→ PENGGALAN TEKS:
++++

Lain halnya apa yang disampaiakan
Kluckhohn pernyataannya, Kluckhohn mengatakan, nilai budaya mengandung standard
normatif untuk perilaku, baik dalam hubungannya dengan kehidupan pribadi maupun
dalam hubungannya dengan kehidupan sosial. Salah satu masalah pokok yang
membahas nilai budaya menurut Kluckhohn adalah nilai hakikat dari suatu karya
manusia (Walujo, 2000:1). Apa yang disampaikan oleh Kluckhohn tentunya dapat
menjadi rujukan dalam rangka membahas sebuah cerita yang dalam hal ini adalah
cerita Prabu Watu Gunung Ing Giling Wesi yang tentunya dapat dijadikan
referensi oleh para masyrakat yang membaca kisah tersebut, utamanya dalam
menggali nilai yang terkandung dalam cerita untuk kemudian disesuaikan dengan
budaya yang mereka yakini dan jalankan saat ini.

++++

→ Catatan dataset anotasi titik:
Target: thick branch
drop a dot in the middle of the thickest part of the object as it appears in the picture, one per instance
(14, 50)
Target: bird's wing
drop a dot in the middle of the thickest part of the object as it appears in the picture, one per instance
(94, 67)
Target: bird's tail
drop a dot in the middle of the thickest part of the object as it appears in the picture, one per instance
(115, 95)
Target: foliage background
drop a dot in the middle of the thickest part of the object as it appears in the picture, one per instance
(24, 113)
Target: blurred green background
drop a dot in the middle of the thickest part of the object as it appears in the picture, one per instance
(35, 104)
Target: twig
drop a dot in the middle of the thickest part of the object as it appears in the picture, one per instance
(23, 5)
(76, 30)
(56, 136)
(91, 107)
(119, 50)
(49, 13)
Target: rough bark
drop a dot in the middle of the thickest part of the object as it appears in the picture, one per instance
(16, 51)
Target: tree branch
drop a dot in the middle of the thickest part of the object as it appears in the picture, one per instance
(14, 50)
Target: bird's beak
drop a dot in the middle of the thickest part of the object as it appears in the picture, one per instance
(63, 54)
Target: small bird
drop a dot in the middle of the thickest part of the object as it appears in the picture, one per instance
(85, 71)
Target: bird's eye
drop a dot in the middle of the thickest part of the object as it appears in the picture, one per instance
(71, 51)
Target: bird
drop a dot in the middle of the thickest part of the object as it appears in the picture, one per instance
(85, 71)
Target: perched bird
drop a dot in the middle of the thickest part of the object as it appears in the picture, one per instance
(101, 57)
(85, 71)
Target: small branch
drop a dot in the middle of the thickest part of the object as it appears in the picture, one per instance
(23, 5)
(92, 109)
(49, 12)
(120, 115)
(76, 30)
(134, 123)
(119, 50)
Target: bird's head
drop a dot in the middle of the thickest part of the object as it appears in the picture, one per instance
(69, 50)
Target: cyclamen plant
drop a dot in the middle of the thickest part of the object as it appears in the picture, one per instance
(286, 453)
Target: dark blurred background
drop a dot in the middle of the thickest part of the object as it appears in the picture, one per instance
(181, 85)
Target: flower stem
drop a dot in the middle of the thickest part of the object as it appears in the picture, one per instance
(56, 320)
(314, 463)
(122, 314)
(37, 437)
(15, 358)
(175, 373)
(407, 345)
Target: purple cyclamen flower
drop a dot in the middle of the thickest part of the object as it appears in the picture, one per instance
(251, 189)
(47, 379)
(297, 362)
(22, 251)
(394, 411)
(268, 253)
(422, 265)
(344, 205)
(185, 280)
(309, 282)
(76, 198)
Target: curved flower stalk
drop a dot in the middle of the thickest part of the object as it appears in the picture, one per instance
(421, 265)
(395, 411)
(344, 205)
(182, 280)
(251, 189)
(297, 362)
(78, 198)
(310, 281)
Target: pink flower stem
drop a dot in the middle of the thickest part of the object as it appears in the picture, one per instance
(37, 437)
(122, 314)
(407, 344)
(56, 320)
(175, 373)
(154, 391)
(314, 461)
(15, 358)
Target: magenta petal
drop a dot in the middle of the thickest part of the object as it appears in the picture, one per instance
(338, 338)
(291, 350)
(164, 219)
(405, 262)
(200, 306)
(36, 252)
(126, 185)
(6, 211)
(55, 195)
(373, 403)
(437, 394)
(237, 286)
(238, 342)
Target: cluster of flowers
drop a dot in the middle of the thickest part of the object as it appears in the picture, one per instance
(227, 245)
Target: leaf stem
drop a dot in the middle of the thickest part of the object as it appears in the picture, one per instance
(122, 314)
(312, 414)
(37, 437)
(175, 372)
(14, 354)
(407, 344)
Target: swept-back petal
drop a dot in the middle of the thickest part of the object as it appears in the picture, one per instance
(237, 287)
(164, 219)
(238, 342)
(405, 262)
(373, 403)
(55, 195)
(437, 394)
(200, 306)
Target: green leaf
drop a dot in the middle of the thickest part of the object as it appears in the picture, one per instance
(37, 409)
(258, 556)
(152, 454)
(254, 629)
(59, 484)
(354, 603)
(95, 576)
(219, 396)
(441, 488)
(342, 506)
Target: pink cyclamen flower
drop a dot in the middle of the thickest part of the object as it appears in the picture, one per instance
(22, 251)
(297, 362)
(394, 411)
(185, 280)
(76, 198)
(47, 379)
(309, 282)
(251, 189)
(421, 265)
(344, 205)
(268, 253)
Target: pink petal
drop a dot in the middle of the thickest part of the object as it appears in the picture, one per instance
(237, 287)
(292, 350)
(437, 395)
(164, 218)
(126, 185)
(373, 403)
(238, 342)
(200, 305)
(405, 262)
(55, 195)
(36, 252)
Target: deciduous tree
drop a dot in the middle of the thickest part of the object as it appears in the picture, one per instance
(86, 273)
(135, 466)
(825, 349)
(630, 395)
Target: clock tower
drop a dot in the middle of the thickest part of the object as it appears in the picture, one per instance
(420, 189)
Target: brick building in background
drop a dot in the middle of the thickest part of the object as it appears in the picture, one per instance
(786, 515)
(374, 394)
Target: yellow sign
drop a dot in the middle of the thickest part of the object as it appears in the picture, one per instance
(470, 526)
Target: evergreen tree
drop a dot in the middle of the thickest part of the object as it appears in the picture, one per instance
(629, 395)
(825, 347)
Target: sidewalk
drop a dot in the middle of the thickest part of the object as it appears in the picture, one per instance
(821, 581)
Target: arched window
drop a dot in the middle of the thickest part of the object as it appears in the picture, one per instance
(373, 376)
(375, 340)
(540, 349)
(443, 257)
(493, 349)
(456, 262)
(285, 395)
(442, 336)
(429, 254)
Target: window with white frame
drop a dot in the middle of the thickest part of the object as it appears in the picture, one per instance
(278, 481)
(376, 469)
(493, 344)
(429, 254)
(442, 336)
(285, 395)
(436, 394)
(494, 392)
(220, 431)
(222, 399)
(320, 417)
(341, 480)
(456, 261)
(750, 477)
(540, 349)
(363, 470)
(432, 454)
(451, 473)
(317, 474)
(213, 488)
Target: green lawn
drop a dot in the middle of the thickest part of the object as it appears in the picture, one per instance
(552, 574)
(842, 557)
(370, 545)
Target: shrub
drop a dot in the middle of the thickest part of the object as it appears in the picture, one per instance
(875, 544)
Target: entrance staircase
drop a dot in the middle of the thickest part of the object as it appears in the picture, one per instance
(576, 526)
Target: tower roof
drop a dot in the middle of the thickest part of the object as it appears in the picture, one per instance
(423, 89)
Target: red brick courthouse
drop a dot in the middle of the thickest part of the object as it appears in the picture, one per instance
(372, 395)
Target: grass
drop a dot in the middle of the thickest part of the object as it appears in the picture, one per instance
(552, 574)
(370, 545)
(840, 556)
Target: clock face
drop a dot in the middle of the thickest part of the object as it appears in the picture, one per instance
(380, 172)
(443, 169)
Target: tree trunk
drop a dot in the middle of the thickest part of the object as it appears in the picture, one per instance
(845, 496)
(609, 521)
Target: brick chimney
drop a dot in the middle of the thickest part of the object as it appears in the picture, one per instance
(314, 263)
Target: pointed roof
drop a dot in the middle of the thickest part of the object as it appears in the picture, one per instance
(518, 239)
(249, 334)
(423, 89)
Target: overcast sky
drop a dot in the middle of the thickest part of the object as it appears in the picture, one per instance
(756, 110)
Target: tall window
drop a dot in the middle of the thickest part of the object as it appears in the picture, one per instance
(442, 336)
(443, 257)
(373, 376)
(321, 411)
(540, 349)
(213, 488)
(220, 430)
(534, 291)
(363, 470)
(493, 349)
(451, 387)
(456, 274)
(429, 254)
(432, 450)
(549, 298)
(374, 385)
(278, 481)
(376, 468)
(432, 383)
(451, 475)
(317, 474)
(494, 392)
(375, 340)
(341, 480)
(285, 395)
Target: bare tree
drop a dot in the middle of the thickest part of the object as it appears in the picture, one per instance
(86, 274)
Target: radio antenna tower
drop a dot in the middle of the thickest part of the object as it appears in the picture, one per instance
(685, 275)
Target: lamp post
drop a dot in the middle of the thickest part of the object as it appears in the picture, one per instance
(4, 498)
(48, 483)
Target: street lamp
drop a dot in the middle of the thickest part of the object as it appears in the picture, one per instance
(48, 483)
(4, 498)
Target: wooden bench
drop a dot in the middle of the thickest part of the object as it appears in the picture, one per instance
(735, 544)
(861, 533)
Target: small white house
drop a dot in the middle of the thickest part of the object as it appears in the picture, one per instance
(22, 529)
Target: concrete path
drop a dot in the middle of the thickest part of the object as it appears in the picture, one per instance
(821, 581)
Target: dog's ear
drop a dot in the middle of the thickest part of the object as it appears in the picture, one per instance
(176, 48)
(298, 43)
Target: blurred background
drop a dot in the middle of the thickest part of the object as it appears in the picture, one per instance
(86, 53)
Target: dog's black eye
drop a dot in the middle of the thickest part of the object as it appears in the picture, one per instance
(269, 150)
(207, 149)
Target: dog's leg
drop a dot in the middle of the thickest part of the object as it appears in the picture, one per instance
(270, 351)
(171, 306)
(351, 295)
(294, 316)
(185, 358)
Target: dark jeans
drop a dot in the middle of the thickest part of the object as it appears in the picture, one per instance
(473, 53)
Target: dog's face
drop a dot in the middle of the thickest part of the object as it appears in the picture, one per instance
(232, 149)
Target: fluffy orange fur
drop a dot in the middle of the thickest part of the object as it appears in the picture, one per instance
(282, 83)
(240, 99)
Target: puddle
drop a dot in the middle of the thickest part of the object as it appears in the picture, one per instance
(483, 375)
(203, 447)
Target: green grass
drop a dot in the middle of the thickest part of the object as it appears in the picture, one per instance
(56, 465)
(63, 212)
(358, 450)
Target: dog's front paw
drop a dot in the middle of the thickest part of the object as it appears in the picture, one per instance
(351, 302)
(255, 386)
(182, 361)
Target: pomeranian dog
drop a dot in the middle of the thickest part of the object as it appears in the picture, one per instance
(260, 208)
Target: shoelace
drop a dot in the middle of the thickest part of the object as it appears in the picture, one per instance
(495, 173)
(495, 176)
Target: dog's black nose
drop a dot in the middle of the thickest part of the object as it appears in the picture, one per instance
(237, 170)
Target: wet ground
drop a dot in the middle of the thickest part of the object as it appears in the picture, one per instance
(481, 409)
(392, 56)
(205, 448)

++++

→ PERINTAH TUGAS: Tolong tuliskan kembali bagian teks tentang nilai budaya menurut Kluckhohn, semuanya mulai dari "Lain halnya apa" hingga "jalankan saat ini.", tanpa mengubah satu kata pun.

→ JAWABAN LATIHAN:
Lain halnya apa yang disampaiakan
Kluckhohn pernyataannya, Kluckhohn mengatakan, nilai budaya mengandung standard
normatif untuk perilaku, baik dalam hubungannya dengan kehidupan pribadi maupun
dalam hubungannya dengan kehidupan sosial. Salah satu masalah pokok yang
membahas nilai budaya menurut Kluckhohn adalah nilai hakikat dari suatu karya
manusia (Walujo, 2000:1). Apa yang disampaikan oleh Kluckhohn tentunya dapat
menjadi rujukan dalam rangka membahas sebuah cerita yang dalam hal ini adalah
cerita Prabu Watu Gunung Ing Giling Wesi yang tentunya dapat dijadikan
referensi oleh para masyrakat yang membaca kisah tersebut, utamanya dalam
menggali nilai yang terkandung dalam cerita untuk kemudian disesuaikan dengan
budaya yang mereka yakini dan jalankan saat ini.